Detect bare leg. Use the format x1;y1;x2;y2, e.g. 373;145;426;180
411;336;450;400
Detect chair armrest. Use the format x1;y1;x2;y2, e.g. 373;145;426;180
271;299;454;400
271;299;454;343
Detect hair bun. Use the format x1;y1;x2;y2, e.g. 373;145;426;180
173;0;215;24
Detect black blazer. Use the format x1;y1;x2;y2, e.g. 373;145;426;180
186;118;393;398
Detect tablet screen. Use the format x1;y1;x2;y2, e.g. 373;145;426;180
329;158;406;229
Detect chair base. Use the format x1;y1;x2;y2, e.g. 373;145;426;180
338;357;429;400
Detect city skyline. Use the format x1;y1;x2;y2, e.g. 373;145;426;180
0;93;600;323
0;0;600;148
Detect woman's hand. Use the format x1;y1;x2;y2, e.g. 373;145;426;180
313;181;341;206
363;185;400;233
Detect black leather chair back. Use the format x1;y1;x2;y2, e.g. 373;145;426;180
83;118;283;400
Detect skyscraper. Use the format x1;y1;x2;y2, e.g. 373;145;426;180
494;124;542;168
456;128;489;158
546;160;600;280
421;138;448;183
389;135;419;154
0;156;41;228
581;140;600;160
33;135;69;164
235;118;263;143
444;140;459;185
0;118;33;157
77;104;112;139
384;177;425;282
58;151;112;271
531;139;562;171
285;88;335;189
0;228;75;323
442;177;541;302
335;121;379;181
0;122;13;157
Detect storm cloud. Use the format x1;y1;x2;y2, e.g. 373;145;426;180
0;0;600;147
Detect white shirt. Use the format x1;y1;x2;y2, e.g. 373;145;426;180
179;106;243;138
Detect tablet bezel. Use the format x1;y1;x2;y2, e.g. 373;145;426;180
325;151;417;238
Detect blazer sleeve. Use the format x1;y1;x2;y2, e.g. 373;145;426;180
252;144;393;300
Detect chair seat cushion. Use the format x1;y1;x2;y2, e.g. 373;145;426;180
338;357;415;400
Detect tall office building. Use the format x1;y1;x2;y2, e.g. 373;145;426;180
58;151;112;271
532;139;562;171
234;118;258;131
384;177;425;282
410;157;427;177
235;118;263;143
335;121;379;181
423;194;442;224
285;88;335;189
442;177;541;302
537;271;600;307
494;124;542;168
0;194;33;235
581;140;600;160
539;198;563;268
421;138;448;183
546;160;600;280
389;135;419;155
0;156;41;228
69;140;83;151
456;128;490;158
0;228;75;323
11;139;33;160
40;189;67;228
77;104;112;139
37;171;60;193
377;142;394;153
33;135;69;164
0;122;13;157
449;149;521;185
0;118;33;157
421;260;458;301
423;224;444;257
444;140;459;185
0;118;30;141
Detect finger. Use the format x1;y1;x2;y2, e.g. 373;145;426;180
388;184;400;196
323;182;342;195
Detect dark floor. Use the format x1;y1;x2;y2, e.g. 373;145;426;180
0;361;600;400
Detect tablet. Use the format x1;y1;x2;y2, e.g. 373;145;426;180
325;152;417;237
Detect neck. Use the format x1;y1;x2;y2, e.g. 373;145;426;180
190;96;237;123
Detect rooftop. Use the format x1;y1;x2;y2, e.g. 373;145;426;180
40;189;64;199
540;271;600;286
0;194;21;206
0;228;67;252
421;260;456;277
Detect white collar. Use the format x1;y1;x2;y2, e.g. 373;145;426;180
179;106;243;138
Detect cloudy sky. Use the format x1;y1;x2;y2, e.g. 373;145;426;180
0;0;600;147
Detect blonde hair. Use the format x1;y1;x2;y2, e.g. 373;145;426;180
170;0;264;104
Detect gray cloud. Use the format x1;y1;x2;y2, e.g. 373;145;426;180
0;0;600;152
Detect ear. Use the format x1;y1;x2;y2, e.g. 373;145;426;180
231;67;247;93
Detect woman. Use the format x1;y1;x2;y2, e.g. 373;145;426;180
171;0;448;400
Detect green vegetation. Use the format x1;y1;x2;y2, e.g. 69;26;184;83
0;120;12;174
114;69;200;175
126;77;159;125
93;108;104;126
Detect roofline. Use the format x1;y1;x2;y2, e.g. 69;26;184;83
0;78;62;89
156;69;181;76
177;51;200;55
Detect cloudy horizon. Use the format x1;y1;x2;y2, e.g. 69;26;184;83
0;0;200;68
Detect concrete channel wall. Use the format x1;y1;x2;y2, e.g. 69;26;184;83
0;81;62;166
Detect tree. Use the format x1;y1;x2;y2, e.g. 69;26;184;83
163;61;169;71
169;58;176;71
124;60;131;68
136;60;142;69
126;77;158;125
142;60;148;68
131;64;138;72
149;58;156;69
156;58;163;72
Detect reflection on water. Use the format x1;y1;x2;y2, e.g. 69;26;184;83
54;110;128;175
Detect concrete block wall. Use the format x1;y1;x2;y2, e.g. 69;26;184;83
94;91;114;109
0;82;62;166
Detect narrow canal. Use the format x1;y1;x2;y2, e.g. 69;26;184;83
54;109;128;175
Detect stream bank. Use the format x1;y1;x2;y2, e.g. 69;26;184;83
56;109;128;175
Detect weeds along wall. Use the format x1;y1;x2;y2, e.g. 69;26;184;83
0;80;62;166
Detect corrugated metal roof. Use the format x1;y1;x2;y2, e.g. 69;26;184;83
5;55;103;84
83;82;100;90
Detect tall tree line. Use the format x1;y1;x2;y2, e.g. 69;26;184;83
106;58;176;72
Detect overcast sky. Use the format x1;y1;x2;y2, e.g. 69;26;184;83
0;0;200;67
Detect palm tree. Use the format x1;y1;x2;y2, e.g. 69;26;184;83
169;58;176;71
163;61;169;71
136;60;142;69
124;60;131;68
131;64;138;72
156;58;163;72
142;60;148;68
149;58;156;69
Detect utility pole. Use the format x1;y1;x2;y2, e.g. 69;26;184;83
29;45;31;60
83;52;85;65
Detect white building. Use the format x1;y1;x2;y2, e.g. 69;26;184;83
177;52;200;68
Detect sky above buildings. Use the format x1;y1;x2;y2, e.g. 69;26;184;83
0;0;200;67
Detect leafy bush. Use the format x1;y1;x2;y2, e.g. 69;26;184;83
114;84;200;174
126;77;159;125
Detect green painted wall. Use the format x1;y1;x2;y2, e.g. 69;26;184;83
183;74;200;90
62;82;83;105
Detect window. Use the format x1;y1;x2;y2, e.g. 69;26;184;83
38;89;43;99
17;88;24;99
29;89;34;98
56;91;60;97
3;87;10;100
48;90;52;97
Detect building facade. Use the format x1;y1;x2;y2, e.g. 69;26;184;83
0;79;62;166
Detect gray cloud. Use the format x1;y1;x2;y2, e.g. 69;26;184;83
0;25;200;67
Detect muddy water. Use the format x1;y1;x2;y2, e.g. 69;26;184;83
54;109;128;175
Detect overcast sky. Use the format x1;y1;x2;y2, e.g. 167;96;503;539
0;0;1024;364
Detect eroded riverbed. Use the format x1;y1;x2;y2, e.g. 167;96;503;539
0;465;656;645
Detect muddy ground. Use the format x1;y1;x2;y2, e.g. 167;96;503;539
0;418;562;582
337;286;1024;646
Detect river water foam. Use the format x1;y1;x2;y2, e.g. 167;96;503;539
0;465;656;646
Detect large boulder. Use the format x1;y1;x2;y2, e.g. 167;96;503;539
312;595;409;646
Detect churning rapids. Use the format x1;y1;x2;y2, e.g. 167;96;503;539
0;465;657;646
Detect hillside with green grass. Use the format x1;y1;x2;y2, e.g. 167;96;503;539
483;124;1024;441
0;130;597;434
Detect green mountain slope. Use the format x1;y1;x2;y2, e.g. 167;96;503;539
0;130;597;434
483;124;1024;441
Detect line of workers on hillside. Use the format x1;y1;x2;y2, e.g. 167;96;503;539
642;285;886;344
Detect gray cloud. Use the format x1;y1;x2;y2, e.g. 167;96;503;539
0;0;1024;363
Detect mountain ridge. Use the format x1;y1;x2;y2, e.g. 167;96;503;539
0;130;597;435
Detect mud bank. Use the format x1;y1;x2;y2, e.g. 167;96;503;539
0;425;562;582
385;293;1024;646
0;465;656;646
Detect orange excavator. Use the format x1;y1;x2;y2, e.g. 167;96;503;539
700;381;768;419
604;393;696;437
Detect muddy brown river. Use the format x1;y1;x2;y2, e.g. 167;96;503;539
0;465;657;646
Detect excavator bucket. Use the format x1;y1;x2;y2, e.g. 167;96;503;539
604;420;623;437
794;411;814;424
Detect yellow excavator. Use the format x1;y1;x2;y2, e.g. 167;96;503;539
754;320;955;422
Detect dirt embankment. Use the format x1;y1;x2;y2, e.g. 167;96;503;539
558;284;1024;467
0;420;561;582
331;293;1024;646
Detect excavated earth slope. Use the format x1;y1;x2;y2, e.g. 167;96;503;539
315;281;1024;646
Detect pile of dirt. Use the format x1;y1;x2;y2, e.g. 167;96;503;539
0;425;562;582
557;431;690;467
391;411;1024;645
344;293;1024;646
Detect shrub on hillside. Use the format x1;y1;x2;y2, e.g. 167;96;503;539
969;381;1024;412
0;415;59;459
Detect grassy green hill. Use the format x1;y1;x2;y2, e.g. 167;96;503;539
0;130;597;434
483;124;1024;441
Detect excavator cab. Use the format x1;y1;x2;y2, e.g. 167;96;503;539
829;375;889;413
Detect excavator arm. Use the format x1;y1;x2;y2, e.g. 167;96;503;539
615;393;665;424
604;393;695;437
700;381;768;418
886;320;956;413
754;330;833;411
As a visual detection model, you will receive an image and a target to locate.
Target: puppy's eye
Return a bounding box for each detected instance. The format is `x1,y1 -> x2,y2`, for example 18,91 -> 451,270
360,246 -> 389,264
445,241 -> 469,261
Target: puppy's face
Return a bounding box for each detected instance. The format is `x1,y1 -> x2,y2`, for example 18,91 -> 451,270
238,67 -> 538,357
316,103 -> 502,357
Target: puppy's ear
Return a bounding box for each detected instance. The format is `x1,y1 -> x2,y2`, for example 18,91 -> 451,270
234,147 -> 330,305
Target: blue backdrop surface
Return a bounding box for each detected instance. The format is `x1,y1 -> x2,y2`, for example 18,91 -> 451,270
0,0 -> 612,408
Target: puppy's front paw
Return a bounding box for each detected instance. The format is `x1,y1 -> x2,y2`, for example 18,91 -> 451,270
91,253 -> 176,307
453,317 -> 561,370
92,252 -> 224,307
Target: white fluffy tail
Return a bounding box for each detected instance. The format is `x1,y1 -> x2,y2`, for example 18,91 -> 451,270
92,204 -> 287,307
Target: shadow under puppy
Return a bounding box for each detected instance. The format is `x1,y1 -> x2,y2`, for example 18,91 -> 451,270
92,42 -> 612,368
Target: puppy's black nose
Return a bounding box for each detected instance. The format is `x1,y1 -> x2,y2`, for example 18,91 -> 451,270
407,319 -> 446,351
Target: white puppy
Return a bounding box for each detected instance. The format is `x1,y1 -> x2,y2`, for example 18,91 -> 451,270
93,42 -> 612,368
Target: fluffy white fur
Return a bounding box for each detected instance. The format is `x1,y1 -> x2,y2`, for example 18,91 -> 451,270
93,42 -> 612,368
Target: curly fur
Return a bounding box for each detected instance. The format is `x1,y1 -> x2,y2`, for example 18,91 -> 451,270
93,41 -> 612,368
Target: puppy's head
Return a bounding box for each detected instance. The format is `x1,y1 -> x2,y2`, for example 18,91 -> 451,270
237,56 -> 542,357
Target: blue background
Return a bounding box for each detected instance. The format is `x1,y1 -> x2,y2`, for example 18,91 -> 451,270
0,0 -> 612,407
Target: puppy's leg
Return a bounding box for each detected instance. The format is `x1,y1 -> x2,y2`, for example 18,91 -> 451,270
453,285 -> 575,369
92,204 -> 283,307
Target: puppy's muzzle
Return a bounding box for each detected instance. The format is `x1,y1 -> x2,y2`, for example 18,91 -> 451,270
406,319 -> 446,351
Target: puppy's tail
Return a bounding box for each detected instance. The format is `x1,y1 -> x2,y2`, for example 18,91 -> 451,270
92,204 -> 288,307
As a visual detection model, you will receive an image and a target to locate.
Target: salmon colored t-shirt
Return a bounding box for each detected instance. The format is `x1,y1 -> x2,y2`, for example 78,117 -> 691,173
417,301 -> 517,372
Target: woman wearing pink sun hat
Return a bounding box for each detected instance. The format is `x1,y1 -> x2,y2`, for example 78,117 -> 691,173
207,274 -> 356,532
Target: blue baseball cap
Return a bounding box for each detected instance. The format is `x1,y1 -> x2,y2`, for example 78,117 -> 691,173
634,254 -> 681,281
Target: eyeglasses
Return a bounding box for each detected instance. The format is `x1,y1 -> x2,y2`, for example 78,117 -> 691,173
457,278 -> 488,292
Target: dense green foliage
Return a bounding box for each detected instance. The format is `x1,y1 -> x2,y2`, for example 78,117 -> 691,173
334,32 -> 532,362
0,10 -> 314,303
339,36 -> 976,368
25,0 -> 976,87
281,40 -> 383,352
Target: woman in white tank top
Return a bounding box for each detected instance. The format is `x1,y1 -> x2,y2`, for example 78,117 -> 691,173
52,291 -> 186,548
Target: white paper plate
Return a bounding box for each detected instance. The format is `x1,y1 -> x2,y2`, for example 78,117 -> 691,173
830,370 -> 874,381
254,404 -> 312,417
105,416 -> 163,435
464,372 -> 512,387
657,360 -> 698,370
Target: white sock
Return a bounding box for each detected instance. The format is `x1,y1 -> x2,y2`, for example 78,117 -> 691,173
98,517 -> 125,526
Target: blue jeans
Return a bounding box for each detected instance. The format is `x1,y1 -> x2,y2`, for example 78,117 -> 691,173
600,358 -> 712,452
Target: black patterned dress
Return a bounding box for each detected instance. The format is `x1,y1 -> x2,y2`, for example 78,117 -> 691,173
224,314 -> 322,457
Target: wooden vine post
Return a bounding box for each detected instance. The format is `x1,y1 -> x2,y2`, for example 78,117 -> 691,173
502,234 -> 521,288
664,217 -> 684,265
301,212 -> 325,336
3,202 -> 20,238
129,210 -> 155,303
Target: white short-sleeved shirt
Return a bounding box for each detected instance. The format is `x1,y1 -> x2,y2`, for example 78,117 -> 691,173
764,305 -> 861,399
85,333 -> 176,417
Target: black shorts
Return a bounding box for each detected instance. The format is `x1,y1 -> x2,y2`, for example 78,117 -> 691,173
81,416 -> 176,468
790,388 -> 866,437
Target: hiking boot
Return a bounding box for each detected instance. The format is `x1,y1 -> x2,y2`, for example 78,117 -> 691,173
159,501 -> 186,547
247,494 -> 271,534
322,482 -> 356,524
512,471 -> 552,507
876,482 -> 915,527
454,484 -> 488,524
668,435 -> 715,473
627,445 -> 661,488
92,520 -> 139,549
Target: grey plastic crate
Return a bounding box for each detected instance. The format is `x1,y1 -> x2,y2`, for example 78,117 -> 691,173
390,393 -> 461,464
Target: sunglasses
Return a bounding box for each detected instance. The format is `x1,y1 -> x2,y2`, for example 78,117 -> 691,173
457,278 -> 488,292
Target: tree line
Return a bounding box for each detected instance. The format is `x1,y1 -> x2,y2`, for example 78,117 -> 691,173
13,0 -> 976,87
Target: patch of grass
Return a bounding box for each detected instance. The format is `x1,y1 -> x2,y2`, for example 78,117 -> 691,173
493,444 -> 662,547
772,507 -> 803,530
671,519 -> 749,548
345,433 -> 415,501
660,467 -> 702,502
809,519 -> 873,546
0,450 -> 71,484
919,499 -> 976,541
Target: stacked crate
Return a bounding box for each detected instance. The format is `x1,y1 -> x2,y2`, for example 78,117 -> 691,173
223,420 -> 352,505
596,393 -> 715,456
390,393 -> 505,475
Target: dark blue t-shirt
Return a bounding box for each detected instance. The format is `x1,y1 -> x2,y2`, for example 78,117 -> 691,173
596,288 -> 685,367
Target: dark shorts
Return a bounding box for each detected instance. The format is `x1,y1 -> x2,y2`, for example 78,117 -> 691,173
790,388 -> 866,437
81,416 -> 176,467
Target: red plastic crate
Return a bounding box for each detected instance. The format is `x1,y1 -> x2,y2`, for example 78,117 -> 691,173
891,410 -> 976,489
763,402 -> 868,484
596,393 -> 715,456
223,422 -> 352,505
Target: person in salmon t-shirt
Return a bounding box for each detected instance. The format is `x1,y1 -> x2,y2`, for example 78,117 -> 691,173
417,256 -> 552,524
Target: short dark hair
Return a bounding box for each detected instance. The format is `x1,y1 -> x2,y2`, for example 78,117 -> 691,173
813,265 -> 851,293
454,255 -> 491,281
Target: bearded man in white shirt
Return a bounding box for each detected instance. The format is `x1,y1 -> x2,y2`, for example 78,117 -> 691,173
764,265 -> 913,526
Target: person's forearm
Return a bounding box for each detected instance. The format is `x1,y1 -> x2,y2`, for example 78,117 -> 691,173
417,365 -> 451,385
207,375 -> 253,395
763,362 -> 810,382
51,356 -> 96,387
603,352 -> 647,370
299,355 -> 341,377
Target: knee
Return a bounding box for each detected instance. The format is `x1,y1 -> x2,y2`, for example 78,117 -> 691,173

■ ■ ■ ■ ■

WORK TO COMPLETE
Rewrite the lines from the line with "Detect blonde hair." to the line with "171;0;448;400", replacing "Detect" with "Locate" and leaving everything else the same.

RESPONSE TO THE EXERCISE
Locate blonde hair. Use the format x1;y1;x2;y2, e.g. 373;145;426;180
170;0;264;104
Locate gray cloud. Use the format x1;y1;x2;y2, e.g. 373;145;426;180
0;0;600;152
Locate ear. Use the format x1;y1;x2;y2, e.g. 373;145;426;180
231;67;247;93
Locate woman. Use the format x1;y1;x2;y2, e.g. 373;145;426;180
171;0;448;400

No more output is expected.